Which lines below contain the word "scribble"? Pull each one out and copy it in full.
■ ■ ■ ■
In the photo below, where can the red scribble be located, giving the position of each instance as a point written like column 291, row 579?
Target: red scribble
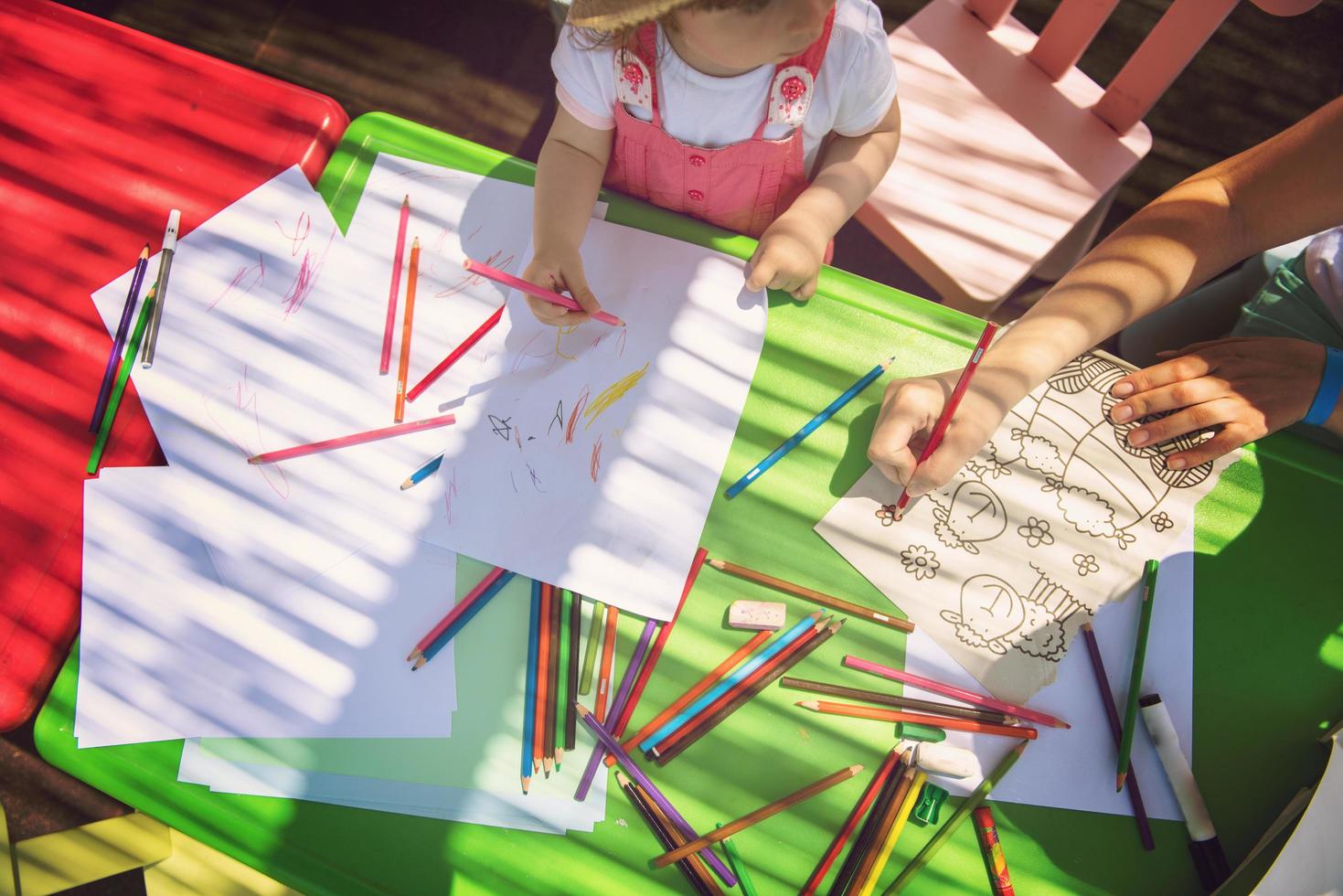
column 301, row 229
column 579, row 403
column 306, row 278
column 257, row 272
column 595, row 464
■ ■ ■ ■
**SOLUTION TO THE PROBLEM:**
In the photo below, where can the red scribble be located, giving the position of each instance as a point written like column 291, row 579?
Target: red scribble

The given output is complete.